[Stored records]
+++

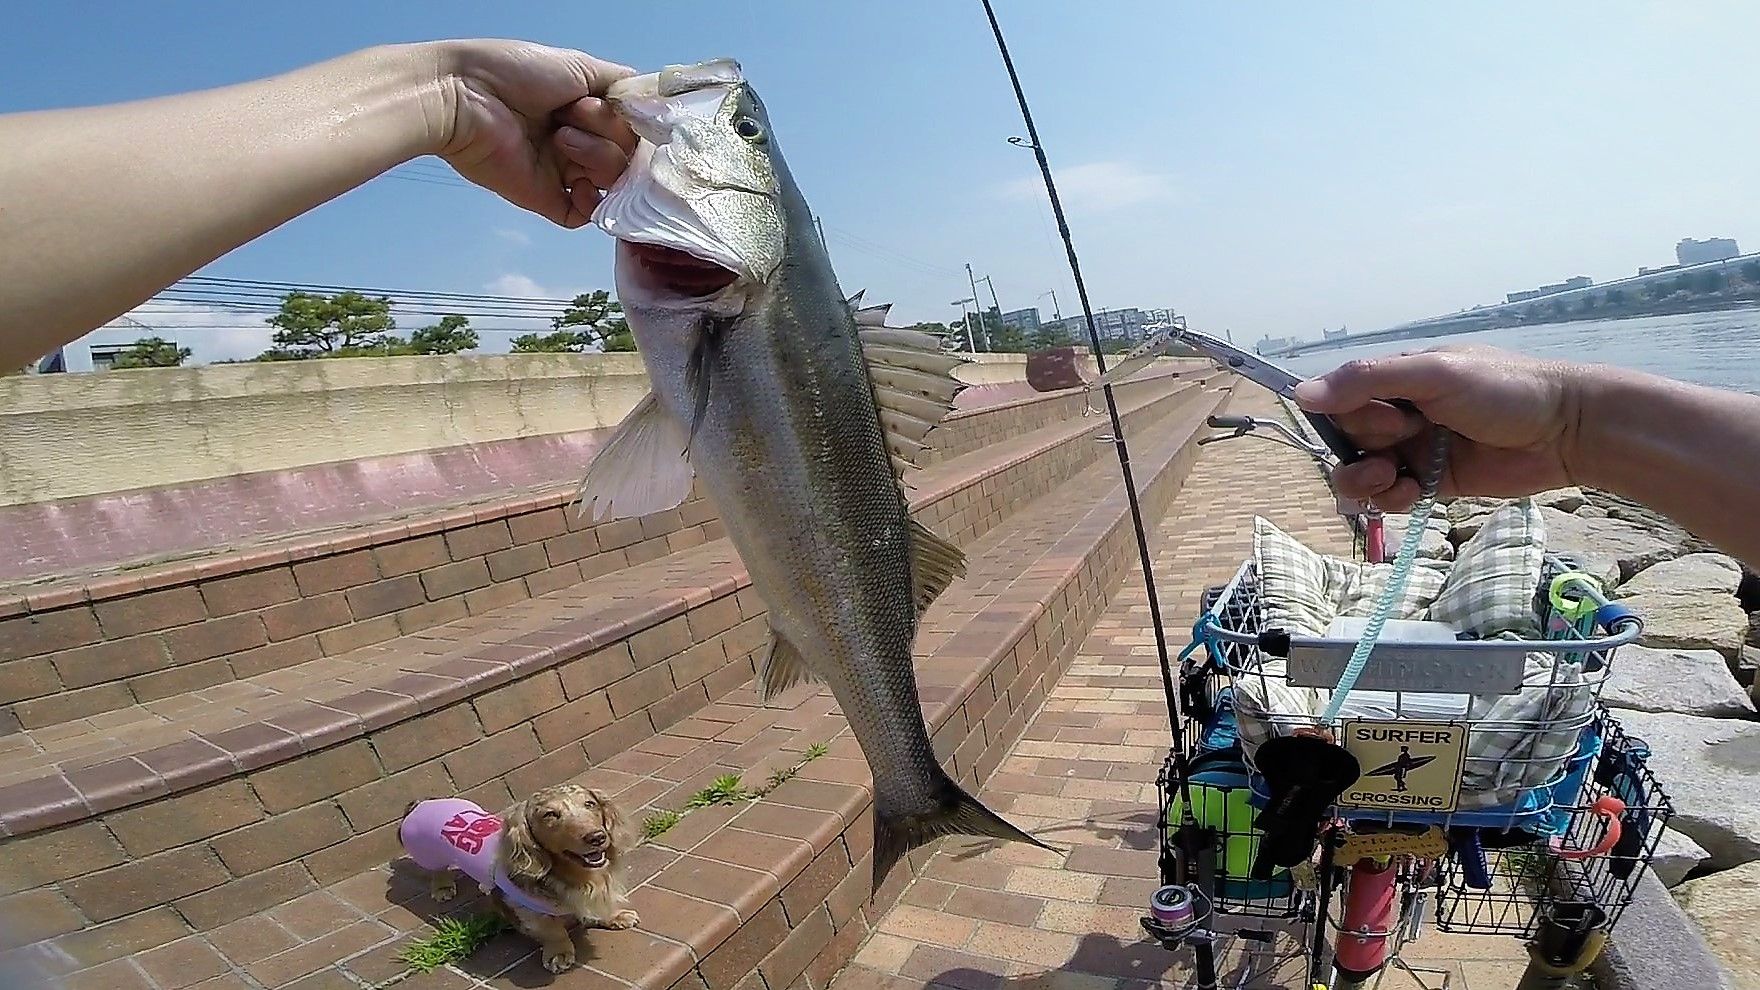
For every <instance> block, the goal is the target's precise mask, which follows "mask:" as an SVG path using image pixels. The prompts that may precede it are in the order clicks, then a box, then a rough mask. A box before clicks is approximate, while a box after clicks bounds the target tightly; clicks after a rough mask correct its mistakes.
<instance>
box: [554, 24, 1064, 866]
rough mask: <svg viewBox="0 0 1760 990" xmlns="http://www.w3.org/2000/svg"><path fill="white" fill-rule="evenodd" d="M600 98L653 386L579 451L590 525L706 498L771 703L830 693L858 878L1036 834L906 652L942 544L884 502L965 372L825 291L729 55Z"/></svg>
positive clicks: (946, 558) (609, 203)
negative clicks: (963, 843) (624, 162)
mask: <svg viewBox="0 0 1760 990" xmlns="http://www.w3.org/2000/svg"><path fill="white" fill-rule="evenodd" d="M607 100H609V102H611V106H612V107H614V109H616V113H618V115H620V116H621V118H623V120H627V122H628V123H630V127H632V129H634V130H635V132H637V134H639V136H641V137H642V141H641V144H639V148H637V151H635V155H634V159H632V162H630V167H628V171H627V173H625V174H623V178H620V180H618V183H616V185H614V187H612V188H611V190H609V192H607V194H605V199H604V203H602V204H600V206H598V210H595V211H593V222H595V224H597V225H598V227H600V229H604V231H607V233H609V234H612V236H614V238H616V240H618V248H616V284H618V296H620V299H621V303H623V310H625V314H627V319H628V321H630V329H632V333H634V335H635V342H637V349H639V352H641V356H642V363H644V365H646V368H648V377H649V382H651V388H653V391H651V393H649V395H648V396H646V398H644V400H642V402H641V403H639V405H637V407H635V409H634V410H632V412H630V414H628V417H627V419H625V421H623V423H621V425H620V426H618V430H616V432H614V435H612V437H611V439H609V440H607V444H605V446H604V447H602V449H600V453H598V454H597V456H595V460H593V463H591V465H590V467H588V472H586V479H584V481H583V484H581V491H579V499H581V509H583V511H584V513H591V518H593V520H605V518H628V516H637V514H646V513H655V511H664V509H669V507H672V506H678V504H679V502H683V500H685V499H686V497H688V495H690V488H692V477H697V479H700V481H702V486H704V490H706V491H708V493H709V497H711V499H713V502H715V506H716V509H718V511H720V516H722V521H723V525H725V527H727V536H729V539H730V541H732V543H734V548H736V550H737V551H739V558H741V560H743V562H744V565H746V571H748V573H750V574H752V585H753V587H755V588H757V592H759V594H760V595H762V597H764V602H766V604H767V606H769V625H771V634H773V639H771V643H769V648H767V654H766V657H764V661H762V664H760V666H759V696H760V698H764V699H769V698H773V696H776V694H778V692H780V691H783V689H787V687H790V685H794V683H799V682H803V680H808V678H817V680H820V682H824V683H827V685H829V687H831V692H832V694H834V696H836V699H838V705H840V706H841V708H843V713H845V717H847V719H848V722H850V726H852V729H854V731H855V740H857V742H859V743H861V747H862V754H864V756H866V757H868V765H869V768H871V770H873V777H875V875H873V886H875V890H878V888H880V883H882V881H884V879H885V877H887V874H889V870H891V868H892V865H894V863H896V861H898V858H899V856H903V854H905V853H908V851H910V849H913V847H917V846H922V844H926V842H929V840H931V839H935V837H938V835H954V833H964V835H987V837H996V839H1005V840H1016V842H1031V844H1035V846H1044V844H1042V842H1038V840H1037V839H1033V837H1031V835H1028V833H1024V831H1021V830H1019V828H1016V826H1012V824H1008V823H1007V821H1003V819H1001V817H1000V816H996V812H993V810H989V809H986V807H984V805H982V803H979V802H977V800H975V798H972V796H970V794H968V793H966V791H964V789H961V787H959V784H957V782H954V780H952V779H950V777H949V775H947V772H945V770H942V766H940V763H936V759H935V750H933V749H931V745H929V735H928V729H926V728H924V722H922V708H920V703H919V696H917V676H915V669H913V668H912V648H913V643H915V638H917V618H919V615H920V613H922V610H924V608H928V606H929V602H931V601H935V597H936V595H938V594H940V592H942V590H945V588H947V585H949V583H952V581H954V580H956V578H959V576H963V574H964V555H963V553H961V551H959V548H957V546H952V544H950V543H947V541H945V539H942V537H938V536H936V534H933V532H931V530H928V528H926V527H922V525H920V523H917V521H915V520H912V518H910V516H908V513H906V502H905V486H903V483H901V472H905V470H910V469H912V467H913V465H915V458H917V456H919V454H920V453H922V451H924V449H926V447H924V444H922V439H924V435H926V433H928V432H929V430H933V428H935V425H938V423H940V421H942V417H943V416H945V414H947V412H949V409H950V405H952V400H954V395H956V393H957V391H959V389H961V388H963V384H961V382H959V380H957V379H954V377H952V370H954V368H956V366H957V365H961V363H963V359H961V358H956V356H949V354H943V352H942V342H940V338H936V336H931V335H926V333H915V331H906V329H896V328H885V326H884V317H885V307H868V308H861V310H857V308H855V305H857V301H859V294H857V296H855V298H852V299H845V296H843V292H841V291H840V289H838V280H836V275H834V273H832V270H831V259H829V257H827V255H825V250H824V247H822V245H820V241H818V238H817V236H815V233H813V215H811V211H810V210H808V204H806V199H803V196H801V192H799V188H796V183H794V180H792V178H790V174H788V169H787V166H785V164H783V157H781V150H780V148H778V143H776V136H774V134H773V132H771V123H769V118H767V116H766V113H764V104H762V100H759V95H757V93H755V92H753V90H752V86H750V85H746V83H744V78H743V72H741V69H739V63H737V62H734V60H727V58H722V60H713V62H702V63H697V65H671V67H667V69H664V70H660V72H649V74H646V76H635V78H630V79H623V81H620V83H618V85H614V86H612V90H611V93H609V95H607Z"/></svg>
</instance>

+++

> Your task
Give back the lines from the start of the records through the line with "box: [554, 24, 1064, 866]", copied word for word, with the pictures left out.

> Problem solution
For every <instance> block, the goal is the target's precise mask, which follows "mask:" as an SVG path using image pixels. The prompts that may precede it are in the order clicks, then a box, then a rough mask. A box before clicks is approximate, while a box after clicks bounds the target tightly; clicks after a rough mask correct its mistakes.
<instance>
box: [554, 24, 1064, 866]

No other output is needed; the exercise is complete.